> **GOAL**
Below are the records; reproduce all of them exactly but without any images.

> **MATERIAL SUPPLIED**
== == ==
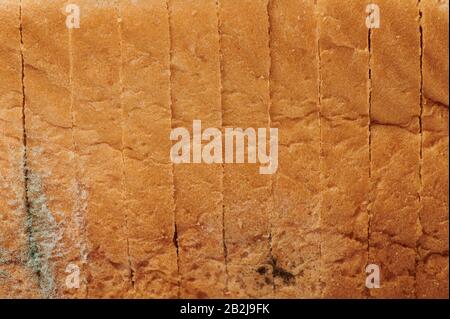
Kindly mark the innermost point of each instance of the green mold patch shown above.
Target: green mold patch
(43, 235)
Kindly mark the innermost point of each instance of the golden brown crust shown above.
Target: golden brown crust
(363, 149)
(432, 271)
(196, 95)
(295, 111)
(145, 101)
(244, 28)
(17, 279)
(344, 58)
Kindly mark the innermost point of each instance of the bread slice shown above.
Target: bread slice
(295, 112)
(98, 136)
(146, 130)
(395, 147)
(244, 27)
(52, 188)
(432, 271)
(17, 279)
(344, 107)
(196, 95)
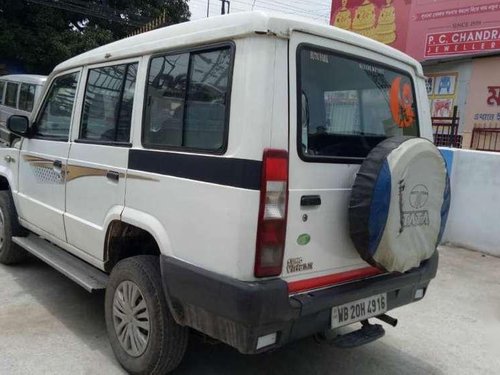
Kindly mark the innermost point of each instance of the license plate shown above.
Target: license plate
(359, 310)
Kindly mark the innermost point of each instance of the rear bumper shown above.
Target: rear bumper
(238, 313)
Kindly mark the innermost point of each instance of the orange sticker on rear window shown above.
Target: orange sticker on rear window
(401, 103)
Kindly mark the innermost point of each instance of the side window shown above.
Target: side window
(187, 100)
(107, 109)
(2, 86)
(27, 97)
(55, 118)
(11, 94)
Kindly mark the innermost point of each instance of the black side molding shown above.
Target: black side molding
(239, 173)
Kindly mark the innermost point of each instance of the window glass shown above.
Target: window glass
(187, 100)
(27, 97)
(55, 118)
(347, 106)
(107, 108)
(2, 86)
(11, 94)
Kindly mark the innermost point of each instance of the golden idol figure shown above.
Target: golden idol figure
(364, 19)
(386, 25)
(343, 19)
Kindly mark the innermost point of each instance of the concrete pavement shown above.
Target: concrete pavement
(48, 325)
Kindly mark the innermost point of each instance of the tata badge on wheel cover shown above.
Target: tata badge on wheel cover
(399, 203)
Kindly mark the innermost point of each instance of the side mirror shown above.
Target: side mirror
(19, 125)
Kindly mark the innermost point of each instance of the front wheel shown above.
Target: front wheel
(142, 332)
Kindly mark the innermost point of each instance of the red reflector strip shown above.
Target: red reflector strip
(337, 278)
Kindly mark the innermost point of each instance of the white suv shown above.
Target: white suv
(207, 175)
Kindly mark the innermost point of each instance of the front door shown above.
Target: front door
(43, 159)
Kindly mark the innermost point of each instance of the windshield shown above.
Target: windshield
(348, 105)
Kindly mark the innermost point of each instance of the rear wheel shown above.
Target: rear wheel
(142, 332)
(10, 253)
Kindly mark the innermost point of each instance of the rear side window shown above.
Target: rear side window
(107, 109)
(55, 118)
(2, 87)
(27, 97)
(188, 100)
(348, 105)
(11, 94)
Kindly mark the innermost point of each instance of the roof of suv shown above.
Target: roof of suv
(221, 28)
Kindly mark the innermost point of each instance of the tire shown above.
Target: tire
(10, 253)
(160, 343)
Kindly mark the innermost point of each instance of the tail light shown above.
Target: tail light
(271, 227)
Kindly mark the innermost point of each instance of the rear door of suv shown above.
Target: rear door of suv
(339, 110)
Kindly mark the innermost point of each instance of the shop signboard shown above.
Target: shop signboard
(382, 20)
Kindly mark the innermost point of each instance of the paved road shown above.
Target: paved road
(48, 325)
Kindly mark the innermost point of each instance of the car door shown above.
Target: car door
(43, 159)
(97, 164)
(339, 111)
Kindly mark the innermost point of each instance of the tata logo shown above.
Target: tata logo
(419, 196)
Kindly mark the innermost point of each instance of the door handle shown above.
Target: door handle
(113, 175)
(310, 200)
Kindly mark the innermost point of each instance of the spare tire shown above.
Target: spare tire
(399, 203)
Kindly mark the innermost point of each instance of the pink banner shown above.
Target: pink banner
(456, 12)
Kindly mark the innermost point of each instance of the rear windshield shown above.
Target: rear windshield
(347, 105)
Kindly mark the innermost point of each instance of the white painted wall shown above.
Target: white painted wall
(474, 218)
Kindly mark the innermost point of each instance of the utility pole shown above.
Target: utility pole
(223, 6)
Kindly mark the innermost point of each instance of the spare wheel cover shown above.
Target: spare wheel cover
(399, 203)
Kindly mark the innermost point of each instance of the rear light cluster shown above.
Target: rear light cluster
(271, 227)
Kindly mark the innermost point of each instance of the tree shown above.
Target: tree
(38, 37)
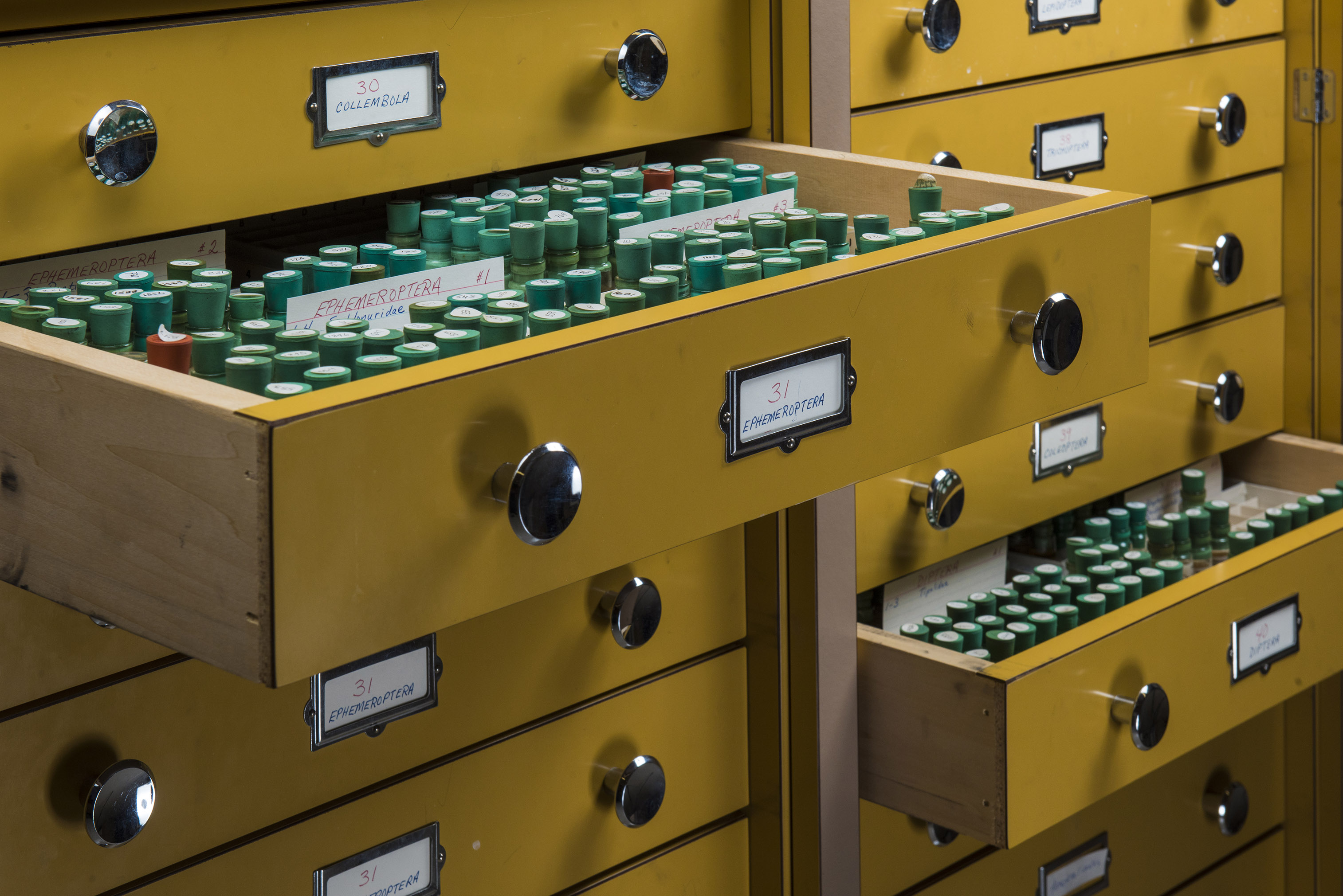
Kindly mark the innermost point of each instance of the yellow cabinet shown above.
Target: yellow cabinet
== == ==
> **SOLUTION TO THIS PROBLEM**
Kindly mark the innermost point of each instance of the green mold patch shown above.
Target: green mold patch
(43, 235)
Kindly mark the innermost point of each instance of the golden brown crust shown above.
Target: golden brown crust
(363, 149)
(432, 271)
(196, 95)
(295, 111)
(145, 101)
(244, 28)
(17, 279)
(344, 58)
Kindly mark the innermost point of each instance of the bread slice shown above.
Target: bread slice
(295, 112)
(98, 136)
(146, 130)
(395, 147)
(244, 27)
(52, 188)
(432, 271)
(17, 279)
(344, 107)
(196, 95)
Kindly mark the innermost point of each instance of the license plate shown above.
Target: license plate
(359, 310)
Kindly mark the innermost point of each instance of the rear bumper shown above.
Target: rear bumper
(238, 313)
Kindly mark the innermost point of each instance of the orange sticker on rear window shown above.
Target: orange sticker on rear window
(401, 103)
Kindly mark the innermost point of each instance of the side window shown above.
Target: side window
(187, 100)
(107, 109)
(2, 86)
(27, 97)
(55, 118)
(11, 94)
Kindly mark the innermost point of each instance of the black side molding shown above.
Target: black side molding
(239, 173)
Kindly mark the innermost point of each instance of the window glass shown above.
Target: window glass
(187, 100)
(27, 97)
(55, 118)
(347, 106)
(107, 108)
(2, 86)
(11, 94)
Kindly mark the innermost point of each instance of the golden idol figure shown above.
Target: golden idol figure
(364, 19)
(386, 25)
(343, 19)
Kindly mark the innermost point of each instance of the concrete pavement shown above.
Target: concrete pavement
(48, 325)
Kindly mark the innermost point of each instance of the tata badge on wheel cover shown above.
Target: tata badge on wheel cover
(399, 203)
Kindly mark the innermost point of each instance of the side mirror shown above.
Target: side mirror
(19, 125)
Kindly mark the innermost point of each instance of the front wheel shown above.
Target: front wheel
(142, 332)
Kindly mark the innermost point of each instance of the red reflector strip shown above.
Target: red reflector strip
(337, 278)
Kindly mark the innermost point of each instance of the white suv shown above.
Target: white suv
(207, 175)
Kindly mark the innermost point of each instance of the front door shown above.
Target: front door
(43, 159)
Kindly mark the innermost point of each instance of the windshield shown above.
Target: windshield
(348, 105)
Kindly mark the innermost point of each instance of the rear wheel shown above.
Target: rear wheel
(142, 332)
(10, 253)
Kindly mark the innermost point of each instance of the rear side window shown above.
Target: rear side window
(107, 109)
(55, 118)
(2, 87)
(27, 97)
(188, 100)
(348, 105)
(11, 94)
Kindly mark the innermost point of each instance of the roof of suv shown above.
Target: roof of suv
(221, 28)
Kindly mark the innermost point of each instance of the tire shown above.
Target: tire
(10, 253)
(160, 343)
Kindly mark the innermost point of each instance of the tail light shown above.
Target: tail light
(271, 227)
Kindly mark the innermost point of each instance of the rear door of suv shown above.
Target: rear door of suv
(339, 110)
Kindly mark the innermost point of each instance of the shop signboard shown above.
Target: shop signboard
(382, 20)
Kindly mark the innermost point of each instance of the paved road shown above.
Target: paved road
(48, 325)
Kindly mark the innermost point of each instance of the car door shown above.
Target: car door
(43, 159)
(97, 164)
(339, 111)
Kindly mark the innermost point of each instance of the tata logo shown above.
Target: tata logo
(419, 196)
Kindly mark the innermost point of each instance of the door handle shown above.
Target: door handle
(113, 175)
(310, 200)
Kindly mark the innermost point of each instance of the spare tire shown above.
Target: spare tire
(399, 203)
Kindly mark the innermost point of each instance of the pink banner shown above.
Target: pink banner
(456, 12)
Kindly mark the innermost point of each instance of the rear windshield shown above.
Target: rear windshield
(347, 105)
Kindly mark the innermost point of each instance of the white painted wall shown above.
Target: white painted wall
(474, 218)
Kindly mark the innermost point of each instance of the utility pole shown above.
Target: utility pole
(223, 6)
Kindly mark the innermost point of each instance of the spare wheel cover shown above.
Target: spare wheel cover
(399, 203)
Kindly mark the innermost point of each instance of the rear light cluster shown above.
Target: rear light cluster
(271, 227)
Kindly mark the innermost point of each instance of the tree shown above.
Target: tree
(38, 37)
Kindly mark the innermost point of each instance of the yellow cabinet shown above.
Target: yellow cabinet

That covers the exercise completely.